TASK PROMPT: Reproduce each line exactly. Skip none.

GIVEN RECORDS:
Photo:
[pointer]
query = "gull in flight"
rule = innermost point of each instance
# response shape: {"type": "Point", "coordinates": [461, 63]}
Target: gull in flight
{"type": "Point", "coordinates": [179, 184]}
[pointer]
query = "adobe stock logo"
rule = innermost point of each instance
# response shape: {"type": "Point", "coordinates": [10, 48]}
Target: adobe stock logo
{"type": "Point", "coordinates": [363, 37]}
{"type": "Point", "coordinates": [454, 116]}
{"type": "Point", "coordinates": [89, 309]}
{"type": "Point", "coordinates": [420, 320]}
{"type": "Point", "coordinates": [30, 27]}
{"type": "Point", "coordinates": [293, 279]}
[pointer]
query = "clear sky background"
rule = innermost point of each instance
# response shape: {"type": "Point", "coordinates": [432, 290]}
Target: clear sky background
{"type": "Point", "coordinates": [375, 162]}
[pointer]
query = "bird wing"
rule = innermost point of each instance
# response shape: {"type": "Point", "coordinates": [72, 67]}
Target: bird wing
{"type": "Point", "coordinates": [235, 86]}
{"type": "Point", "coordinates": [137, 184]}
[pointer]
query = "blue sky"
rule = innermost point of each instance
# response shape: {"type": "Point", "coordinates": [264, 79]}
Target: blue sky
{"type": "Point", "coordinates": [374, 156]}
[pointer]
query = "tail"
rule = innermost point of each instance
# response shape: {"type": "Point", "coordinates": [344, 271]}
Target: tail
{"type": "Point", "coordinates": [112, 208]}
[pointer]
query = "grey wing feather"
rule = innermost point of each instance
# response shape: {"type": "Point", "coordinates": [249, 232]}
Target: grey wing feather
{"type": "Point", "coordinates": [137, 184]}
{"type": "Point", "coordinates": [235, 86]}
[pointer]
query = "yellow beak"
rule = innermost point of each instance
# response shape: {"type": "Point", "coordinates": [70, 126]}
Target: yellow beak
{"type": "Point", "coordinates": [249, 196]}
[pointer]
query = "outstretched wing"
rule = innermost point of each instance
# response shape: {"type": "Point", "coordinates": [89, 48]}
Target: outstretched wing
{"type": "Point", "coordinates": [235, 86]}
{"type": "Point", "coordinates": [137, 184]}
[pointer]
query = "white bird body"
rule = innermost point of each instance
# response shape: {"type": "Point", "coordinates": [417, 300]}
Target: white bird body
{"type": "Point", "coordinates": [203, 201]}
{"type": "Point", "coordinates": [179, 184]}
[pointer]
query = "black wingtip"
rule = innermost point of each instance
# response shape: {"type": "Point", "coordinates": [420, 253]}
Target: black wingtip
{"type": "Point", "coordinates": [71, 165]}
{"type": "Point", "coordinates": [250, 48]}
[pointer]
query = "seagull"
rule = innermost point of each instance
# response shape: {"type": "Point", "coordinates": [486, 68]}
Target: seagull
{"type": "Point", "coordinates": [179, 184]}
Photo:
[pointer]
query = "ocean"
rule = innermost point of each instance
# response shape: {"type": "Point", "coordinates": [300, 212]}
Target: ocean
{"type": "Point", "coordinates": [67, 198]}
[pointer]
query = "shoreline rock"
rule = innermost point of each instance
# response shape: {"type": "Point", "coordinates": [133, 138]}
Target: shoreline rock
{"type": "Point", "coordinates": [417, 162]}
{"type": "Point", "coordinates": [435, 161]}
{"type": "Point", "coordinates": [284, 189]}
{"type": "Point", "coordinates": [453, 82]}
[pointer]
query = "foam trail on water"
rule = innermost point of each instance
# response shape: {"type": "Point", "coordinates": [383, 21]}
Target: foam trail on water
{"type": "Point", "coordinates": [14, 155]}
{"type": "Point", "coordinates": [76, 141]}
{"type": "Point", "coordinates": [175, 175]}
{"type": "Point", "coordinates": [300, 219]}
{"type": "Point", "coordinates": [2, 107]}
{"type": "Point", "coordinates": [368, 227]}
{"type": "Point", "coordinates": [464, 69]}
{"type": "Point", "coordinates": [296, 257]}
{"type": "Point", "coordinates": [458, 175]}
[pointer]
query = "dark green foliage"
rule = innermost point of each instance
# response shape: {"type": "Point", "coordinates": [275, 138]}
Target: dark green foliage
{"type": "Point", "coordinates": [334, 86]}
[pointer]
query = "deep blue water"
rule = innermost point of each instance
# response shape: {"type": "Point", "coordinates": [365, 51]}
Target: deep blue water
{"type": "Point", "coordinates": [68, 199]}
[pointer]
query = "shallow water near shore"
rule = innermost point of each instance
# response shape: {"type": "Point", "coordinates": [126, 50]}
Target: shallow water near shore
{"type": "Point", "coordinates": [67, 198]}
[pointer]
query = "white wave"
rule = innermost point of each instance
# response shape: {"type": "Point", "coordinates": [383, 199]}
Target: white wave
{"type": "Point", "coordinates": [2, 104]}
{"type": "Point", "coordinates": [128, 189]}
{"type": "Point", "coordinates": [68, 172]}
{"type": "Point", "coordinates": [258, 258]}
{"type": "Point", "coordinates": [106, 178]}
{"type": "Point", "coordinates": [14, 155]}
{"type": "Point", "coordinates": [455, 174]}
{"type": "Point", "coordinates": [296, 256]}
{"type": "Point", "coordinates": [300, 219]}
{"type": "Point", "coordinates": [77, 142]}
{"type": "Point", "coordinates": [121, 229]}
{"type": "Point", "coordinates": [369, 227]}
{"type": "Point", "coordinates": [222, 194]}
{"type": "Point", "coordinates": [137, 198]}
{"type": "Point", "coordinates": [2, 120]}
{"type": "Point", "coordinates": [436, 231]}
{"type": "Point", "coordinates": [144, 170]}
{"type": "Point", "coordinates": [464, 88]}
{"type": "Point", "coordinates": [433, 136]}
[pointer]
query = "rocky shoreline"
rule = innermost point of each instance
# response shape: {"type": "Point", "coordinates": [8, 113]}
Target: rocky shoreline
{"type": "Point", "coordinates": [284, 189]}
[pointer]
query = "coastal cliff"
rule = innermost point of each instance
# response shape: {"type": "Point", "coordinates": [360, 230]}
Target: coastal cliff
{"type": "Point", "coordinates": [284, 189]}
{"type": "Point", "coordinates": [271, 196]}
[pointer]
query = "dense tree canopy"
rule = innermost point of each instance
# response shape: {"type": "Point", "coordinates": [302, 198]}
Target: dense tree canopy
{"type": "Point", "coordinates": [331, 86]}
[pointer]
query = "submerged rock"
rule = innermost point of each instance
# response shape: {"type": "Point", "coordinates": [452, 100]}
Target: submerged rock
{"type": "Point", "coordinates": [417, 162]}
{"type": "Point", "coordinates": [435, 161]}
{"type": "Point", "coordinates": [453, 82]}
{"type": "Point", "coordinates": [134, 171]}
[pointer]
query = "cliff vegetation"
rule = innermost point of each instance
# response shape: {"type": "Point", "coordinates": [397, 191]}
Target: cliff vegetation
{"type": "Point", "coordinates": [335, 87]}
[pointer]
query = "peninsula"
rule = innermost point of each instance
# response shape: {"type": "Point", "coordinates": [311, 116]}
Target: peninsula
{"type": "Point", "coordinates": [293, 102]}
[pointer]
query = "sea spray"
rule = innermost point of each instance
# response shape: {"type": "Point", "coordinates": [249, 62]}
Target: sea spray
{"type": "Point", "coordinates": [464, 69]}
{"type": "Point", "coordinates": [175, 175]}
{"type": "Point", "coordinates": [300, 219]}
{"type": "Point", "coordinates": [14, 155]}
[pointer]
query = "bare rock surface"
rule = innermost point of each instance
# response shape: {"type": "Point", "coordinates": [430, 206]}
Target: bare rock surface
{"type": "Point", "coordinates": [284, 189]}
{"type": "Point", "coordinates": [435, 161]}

ANSWER FOR THIS EXERCISE:
Photo:
[pointer]
query = "gull in flight"
rule = innermost point of each instance
# response shape: {"type": "Point", "coordinates": [461, 63]}
Target: gull in flight
{"type": "Point", "coordinates": [179, 184]}
[pointer]
query = "adobe stock logo"
rule = innermost point of each instance
# response shape: {"type": "Point", "coordinates": [10, 48]}
Target: adobe stock logo
{"type": "Point", "coordinates": [363, 37]}
{"type": "Point", "coordinates": [454, 116]}
{"type": "Point", "coordinates": [89, 309]}
{"type": "Point", "coordinates": [420, 320]}
{"type": "Point", "coordinates": [30, 27]}
{"type": "Point", "coordinates": [293, 279]}
[pointer]
query = "clear sky background"
rule = innermost point of each instance
# response shape: {"type": "Point", "coordinates": [432, 290]}
Target: clear sky background
{"type": "Point", "coordinates": [375, 162]}
[pointer]
query = "bird wing"
rule = innermost point of each instance
# response shape: {"type": "Point", "coordinates": [72, 67]}
Target: bird wing
{"type": "Point", "coordinates": [235, 86]}
{"type": "Point", "coordinates": [137, 184]}
[pointer]
query = "blue sky"
rule = innermost point of each instance
# response shape: {"type": "Point", "coordinates": [264, 79]}
Target: blue sky
{"type": "Point", "coordinates": [374, 156]}
[pointer]
query = "tail"
rule = innermost point of each instance
# response shape: {"type": "Point", "coordinates": [344, 271]}
Target: tail
{"type": "Point", "coordinates": [112, 208]}
[pointer]
query = "grey wing feather"
rule = innermost point of each instance
# response shape: {"type": "Point", "coordinates": [249, 232]}
Target: grey wing feather
{"type": "Point", "coordinates": [137, 184]}
{"type": "Point", "coordinates": [235, 86]}
[pointer]
query = "yellow beak"
rule = innermost point of each instance
# response shape: {"type": "Point", "coordinates": [70, 126]}
Target: yellow beak
{"type": "Point", "coordinates": [249, 196]}
[pointer]
query = "outstretched wing"
rule = innermost point of each instance
# response shape: {"type": "Point", "coordinates": [89, 48]}
Target: outstretched wing
{"type": "Point", "coordinates": [235, 86]}
{"type": "Point", "coordinates": [137, 184]}
[pointer]
query = "white bird body"
rule = innermost point of each instance
# response shape: {"type": "Point", "coordinates": [417, 300]}
Target: white bird body
{"type": "Point", "coordinates": [203, 201]}
{"type": "Point", "coordinates": [179, 184]}
[pointer]
query = "black wingtip"
rule = innermost point of each instance
# response shape: {"type": "Point", "coordinates": [420, 253]}
Target: black wingtip
{"type": "Point", "coordinates": [71, 165]}
{"type": "Point", "coordinates": [250, 48]}
[pointer]
query = "seagull"
rule = innermost point of each instance
# response shape: {"type": "Point", "coordinates": [486, 68]}
Target: seagull
{"type": "Point", "coordinates": [179, 184]}
Photo:
[pointer]
query = "ocean"
rule = innermost point of each instance
# response shape: {"type": "Point", "coordinates": [300, 212]}
Target: ocean
{"type": "Point", "coordinates": [67, 198]}
[pointer]
query = "shoreline rock"
rule = innermost point of each instance
# response shape: {"type": "Point", "coordinates": [133, 138]}
Target: shoreline rock
{"type": "Point", "coordinates": [417, 162]}
{"type": "Point", "coordinates": [435, 161]}
{"type": "Point", "coordinates": [284, 189]}
{"type": "Point", "coordinates": [453, 82]}
[pointer]
query = "foam trail on water"
rule = innermost point of each instance
# response shape: {"type": "Point", "coordinates": [383, 21]}
Target: foam trail on water
{"type": "Point", "coordinates": [14, 155]}
{"type": "Point", "coordinates": [76, 141]}
{"type": "Point", "coordinates": [175, 175]}
{"type": "Point", "coordinates": [300, 219]}
{"type": "Point", "coordinates": [2, 107]}
{"type": "Point", "coordinates": [368, 227]}
{"type": "Point", "coordinates": [464, 69]}
{"type": "Point", "coordinates": [296, 257]}
{"type": "Point", "coordinates": [458, 175]}
[pointer]
query = "dark green foliage"
rule = innermost point of each instance
# response shape: {"type": "Point", "coordinates": [275, 138]}
Target: dark green foliage
{"type": "Point", "coordinates": [334, 86]}
[pointer]
query = "deep blue water"
rule = innermost point of each instance
# response shape: {"type": "Point", "coordinates": [365, 51]}
Target: deep blue water
{"type": "Point", "coordinates": [68, 199]}
[pointer]
query = "shallow water near shore"
rule = innermost point of each instance
# response shape: {"type": "Point", "coordinates": [126, 50]}
Target: shallow water near shore
{"type": "Point", "coordinates": [67, 198]}
[pointer]
query = "white wave"
rule = innermost point of each instance
# response shape: {"type": "Point", "coordinates": [383, 199]}
Target: white wave
{"type": "Point", "coordinates": [2, 104]}
{"type": "Point", "coordinates": [128, 189]}
{"type": "Point", "coordinates": [68, 172]}
{"type": "Point", "coordinates": [258, 258]}
{"type": "Point", "coordinates": [106, 178]}
{"type": "Point", "coordinates": [14, 155]}
{"type": "Point", "coordinates": [455, 174]}
{"type": "Point", "coordinates": [296, 256]}
{"type": "Point", "coordinates": [300, 219]}
{"type": "Point", "coordinates": [77, 142]}
{"type": "Point", "coordinates": [121, 229]}
{"type": "Point", "coordinates": [369, 227]}
{"type": "Point", "coordinates": [222, 194]}
{"type": "Point", "coordinates": [137, 198]}
{"type": "Point", "coordinates": [2, 120]}
{"type": "Point", "coordinates": [436, 231]}
{"type": "Point", "coordinates": [144, 170]}
{"type": "Point", "coordinates": [464, 88]}
{"type": "Point", "coordinates": [433, 136]}
[pointer]
query = "rocky shoreline"
rule = innermost point of each instance
# response shape: {"type": "Point", "coordinates": [8, 113]}
Target: rocky shoreline
{"type": "Point", "coordinates": [284, 189]}
[pointer]
query = "coastal cliff"
rule = innermost point of each instance
# response shape: {"type": "Point", "coordinates": [360, 230]}
Target: coastal cliff
{"type": "Point", "coordinates": [284, 189]}
{"type": "Point", "coordinates": [271, 196]}
[pointer]
query = "dense tree canopy"
rule = innermost point of each instance
# response shape: {"type": "Point", "coordinates": [302, 198]}
Target: dense tree canopy
{"type": "Point", "coordinates": [331, 86]}
[pointer]
query = "submerged rock"
rule = innermost point of each instance
# response shape: {"type": "Point", "coordinates": [452, 100]}
Target: submerged rock
{"type": "Point", "coordinates": [417, 162]}
{"type": "Point", "coordinates": [435, 161]}
{"type": "Point", "coordinates": [453, 82]}
{"type": "Point", "coordinates": [134, 171]}
[pointer]
query = "cliff vegetation"
rule = innermost point of each instance
# response shape: {"type": "Point", "coordinates": [397, 191]}
Target: cliff vegetation
{"type": "Point", "coordinates": [335, 87]}
[pointer]
query = "peninsula"
rule = innermost point of each instance
# response shape: {"type": "Point", "coordinates": [311, 116]}
Target: peninsula
{"type": "Point", "coordinates": [293, 102]}
[pointer]
query = "sea spray"
rule = innermost point of each instance
# response shape: {"type": "Point", "coordinates": [249, 62]}
Target: sea spray
{"type": "Point", "coordinates": [464, 69]}
{"type": "Point", "coordinates": [175, 175]}
{"type": "Point", "coordinates": [300, 219]}
{"type": "Point", "coordinates": [14, 155]}
[pointer]
query = "bare rock surface"
rule = innermost point of each instance
# response shape: {"type": "Point", "coordinates": [430, 206]}
Target: bare rock surface
{"type": "Point", "coordinates": [284, 189]}
{"type": "Point", "coordinates": [435, 161]}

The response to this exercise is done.